* Task statement
Extract every line of the data below word for word, keeping the original order. Leave the pictures out of your answer.
## begin Records for the exercise
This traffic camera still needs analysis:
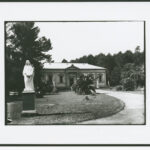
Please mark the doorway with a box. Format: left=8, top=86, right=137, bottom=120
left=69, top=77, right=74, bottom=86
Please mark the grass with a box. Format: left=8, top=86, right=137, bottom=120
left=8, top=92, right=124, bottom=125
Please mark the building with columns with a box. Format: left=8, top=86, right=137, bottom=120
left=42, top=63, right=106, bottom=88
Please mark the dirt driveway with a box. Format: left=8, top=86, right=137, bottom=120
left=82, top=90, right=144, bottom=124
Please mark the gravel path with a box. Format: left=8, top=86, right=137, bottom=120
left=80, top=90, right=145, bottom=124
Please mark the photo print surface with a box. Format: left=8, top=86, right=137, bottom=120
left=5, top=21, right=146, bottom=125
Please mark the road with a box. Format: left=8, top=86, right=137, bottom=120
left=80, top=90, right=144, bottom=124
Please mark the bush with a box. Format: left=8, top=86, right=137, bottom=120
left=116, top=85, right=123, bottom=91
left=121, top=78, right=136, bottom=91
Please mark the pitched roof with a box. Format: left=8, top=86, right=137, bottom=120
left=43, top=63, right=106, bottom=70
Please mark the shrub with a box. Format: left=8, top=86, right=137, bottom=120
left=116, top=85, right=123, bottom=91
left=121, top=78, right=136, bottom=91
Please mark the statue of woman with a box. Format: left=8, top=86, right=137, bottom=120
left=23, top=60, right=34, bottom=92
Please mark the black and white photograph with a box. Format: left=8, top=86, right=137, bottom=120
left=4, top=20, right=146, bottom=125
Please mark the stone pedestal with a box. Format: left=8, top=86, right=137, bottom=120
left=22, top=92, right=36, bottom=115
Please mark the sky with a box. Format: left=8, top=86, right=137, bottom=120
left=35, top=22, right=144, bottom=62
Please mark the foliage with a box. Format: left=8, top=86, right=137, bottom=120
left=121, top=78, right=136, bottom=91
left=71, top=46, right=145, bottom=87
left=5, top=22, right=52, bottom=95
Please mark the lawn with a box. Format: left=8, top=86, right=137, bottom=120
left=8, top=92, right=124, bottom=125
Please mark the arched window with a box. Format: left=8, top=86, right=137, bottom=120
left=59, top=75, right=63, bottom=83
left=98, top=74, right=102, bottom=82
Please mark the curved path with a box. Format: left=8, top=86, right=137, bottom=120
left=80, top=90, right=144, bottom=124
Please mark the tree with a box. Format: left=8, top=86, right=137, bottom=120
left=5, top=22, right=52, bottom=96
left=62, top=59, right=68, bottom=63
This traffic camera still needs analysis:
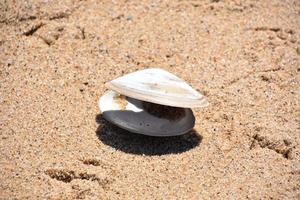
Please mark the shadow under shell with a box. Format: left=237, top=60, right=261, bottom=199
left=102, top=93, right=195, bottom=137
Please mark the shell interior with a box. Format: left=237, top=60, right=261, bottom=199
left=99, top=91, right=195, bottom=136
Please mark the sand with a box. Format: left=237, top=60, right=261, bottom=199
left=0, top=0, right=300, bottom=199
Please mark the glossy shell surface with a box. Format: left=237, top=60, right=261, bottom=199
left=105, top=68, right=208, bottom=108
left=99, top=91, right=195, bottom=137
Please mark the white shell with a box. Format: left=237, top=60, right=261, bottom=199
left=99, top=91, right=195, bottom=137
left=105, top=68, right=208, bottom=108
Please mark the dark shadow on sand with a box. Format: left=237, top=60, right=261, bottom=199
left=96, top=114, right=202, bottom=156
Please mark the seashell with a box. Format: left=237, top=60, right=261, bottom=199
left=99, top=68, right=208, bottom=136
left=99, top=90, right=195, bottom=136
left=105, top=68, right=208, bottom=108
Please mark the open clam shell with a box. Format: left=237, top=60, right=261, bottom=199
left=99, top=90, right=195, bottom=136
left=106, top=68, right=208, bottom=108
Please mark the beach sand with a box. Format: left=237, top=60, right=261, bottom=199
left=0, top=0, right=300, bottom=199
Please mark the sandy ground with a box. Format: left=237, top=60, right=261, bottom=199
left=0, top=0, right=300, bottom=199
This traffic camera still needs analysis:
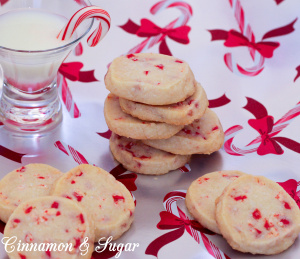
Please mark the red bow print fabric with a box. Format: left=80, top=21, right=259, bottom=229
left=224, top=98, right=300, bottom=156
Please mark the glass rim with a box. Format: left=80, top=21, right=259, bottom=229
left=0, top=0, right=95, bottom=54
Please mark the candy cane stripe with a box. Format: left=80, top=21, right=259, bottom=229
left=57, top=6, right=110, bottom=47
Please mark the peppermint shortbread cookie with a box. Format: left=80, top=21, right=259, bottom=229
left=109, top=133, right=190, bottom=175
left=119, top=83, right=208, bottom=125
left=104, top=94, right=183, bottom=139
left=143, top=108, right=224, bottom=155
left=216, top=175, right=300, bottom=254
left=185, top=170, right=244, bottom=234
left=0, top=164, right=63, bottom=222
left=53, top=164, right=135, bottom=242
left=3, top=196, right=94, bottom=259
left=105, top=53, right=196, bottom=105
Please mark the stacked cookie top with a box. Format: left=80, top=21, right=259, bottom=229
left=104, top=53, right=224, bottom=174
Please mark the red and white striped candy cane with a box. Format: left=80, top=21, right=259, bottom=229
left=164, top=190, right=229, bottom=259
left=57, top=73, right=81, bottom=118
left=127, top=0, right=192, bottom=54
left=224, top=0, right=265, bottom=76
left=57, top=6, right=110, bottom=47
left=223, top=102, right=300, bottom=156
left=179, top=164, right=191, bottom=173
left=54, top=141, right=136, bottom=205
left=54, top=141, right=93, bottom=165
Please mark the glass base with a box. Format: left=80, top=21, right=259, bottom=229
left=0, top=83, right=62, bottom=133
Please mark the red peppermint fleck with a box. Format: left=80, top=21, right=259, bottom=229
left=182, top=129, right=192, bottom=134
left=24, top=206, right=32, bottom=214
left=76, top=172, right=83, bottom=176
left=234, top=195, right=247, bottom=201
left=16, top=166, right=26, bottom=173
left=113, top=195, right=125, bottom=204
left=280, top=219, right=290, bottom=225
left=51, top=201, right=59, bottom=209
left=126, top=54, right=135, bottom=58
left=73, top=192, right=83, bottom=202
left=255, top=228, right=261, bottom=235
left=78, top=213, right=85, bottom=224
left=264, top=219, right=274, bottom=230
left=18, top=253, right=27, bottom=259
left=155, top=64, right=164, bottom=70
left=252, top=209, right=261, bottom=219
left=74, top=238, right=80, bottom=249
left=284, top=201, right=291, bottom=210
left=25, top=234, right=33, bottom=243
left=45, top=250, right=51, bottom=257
## end Records for the exercise
* Full answer
This traffic camera still needs analysis:
Please mark the doorway with a box. Format: left=8, top=86, right=137, bottom=120
left=69, top=77, right=74, bottom=86
Please mark the grass with a box. Format: left=8, top=86, right=137, bottom=120
left=8, top=92, right=124, bottom=125
Please mark the building with columns with a box. Format: left=8, top=86, right=137, bottom=120
left=42, top=63, right=106, bottom=88
Please mark the dirt driveway with a box. Format: left=8, top=86, right=137, bottom=120
left=82, top=90, right=144, bottom=124
Please mark the gravel path with a box. Format: left=8, top=86, right=137, bottom=120
left=80, top=90, right=145, bottom=124
Please mark the photo print surface with a box. Format: left=8, top=86, right=137, bottom=120
left=5, top=21, right=146, bottom=125
Please mark the road with a box. Format: left=8, top=86, right=137, bottom=120
left=80, top=90, right=144, bottom=124
Please mark the bush with a box. Format: left=8, top=86, right=137, bottom=120
left=116, top=85, right=123, bottom=91
left=121, top=78, right=136, bottom=91
Please mark the pitched roof with a box. Format: left=8, top=86, right=137, bottom=120
left=43, top=63, right=106, bottom=70
Please mark the shrub with a box. Format: left=8, top=86, right=137, bottom=120
left=116, top=85, right=123, bottom=91
left=121, top=78, right=136, bottom=91
Please mark the statue of woman with a box. Format: left=8, top=86, right=137, bottom=120
left=23, top=60, right=34, bottom=92
Please mark the black and white photograph with a box. Format: left=8, top=86, right=137, bottom=120
left=4, top=20, right=146, bottom=125
Please mark the stone pedestal with a box. Format: left=8, top=86, right=137, bottom=120
left=22, top=92, right=36, bottom=115
Please mark the sky with a box. Format: left=8, top=86, right=137, bottom=120
left=35, top=22, right=144, bottom=62
Please mark the foliage with a box. Format: left=8, top=86, right=137, bottom=120
left=121, top=78, right=136, bottom=91
left=71, top=46, right=145, bottom=87
left=5, top=22, right=52, bottom=95
Please mark the lawn with a box. Format: left=8, top=86, right=137, bottom=120
left=8, top=92, right=124, bottom=125
Please mark the arched window with a box. Format: left=8, top=86, right=137, bottom=120
left=59, top=75, right=63, bottom=83
left=98, top=74, right=102, bottom=82
Please mark the curved path with a box. Format: left=8, top=86, right=137, bottom=120
left=80, top=90, right=144, bottom=124
Please mark the tree with a box. Format: left=8, top=86, right=137, bottom=120
left=5, top=22, right=52, bottom=96
left=62, top=59, right=68, bottom=63
This traffic camera still needs analysis:
Please mark the shadow under shell with a box. Format: left=237, top=60, right=261, bottom=199
left=102, top=93, right=195, bottom=137
Please mark the shell interior with a box. Format: left=237, top=60, right=261, bottom=199
left=99, top=91, right=195, bottom=136
Please mark the sand with a box. Format: left=237, top=60, right=261, bottom=199
left=0, top=0, right=300, bottom=199
Please mark the glossy shell surface with a box. Format: left=237, top=60, right=261, bottom=199
left=105, top=68, right=208, bottom=108
left=99, top=91, right=195, bottom=137
Please mark the white shell with a box. Format: left=237, top=60, right=261, bottom=199
left=99, top=91, right=195, bottom=137
left=105, top=68, right=208, bottom=108
Please mark the dark shadow on sand with a box. Format: left=237, top=60, right=261, bottom=199
left=96, top=114, right=202, bottom=156
Please mark the seashell with a box. Format: left=237, top=60, right=261, bottom=199
left=99, top=68, right=208, bottom=136
left=99, top=90, right=195, bottom=136
left=105, top=68, right=208, bottom=108
Please mark the open clam shell with a box. Format: left=237, top=60, right=261, bottom=199
left=99, top=90, right=195, bottom=136
left=106, top=68, right=208, bottom=108
Please mark the beach sand with a box. Format: left=237, top=60, right=261, bottom=199
left=0, top=0, right=300, bottom=199
Please mark the sandy ground with a box. Format: left=237, top=60, right=261, bottom=199
left=0, top=0, right=300, bottom=199
This traffic camera still needs analysis:
Please mark the red bow print fabric with a box. Format: left=80, top=21, right=259, bottom=229
left=224, top=98, right=300, bottom=156
Please mark the glass rim with a box. Format: left=80, top=21, right=259, bottom=229
left=0, top=0, right=95, bottom=54
Please mark the candy cane stripe with a box. Format: left=80, top=21, right=259, bottom=229
left=57, top=6, right=110, bottom=47
Please mark the peppermint shortbread cookie with a box. Format: left=80, top=21, right=259, bottom=229
left=109, top=133, right=190, bottom=175
left=119, top=83, right=208, bottom=125
left=104, top=94, right=183, bottom=139
left=143, top=108, right=224, bottom=155
left=216, top=175, right=300, bottom=254
left=185, top=170, right=244, bottom=234
left=0, top=164, right=63, bottom=222
left=53, top=164, right=135, bottom=242
left=3, top=196, right=94, bottom=259
left=105, top=53, right=196, bottom=105
Please mark the stacked cookie top with a box. Format: left=80, top=21, right=259, bottom=229
left=104, top=53, right=224, bottom=174
Please mark the red and white striped candy cane with a box. Format: left=80, top=21, right=259, bottom=229
left=164, top=190, right=229, bottom=259
left=57, top=73, right=81, bottom=118
left=127, top=0, right=192, bottom=54
left=224, top=0, right=265, bottom=76
left=57, top=6, right=110, bottom=47
left=223, top=102, right=300, bottom=156
left=179, top=164, right=191, bottom=173
left=54, top=141, right=136, bottom=205
left=54, top=141, right=93, bottom=165
Please mark the glass base with a box. Format: left=80, top=21, right=259, bottom=229
left=0, top=83, right=62, bottom=133
Please mark the red peppermint fleck with a box. Format: left=80, top=21, right=259, bottom=229
left=182, top=129, right=192, bottom=134
left=24, top=206, right=32, bottom=214
left=76, top=172, right=83, bottom=176
left=234, top=195, right=247, bottom=201
left=16, top=166, right=26, bottom=173
left=113, top=195, right=125, bottom=204
left=280, top=219, right=290, bottom=225
left=51, top=201, right=59, bottom=209
left=126, top=54, right=135, bottom=58
left=73, top=192, right=83, bottom=202
left=255, top=228, right=261, bottom=235
left=78, top=213, right=85, bottom=224
left=264, top=219, right=274, bottom=230
left=18, top=253, right=27, bottom=259
left=155, top=64, right=164, bottom=70
left=252, top=209, right=261, bottom=219
left=74, top=238, right=80, bottom=249
left=284, top=201, right=291, bottom=210
left=25, top=234, right=33, bottom=243
left=45, top=250, right=51, bottom=257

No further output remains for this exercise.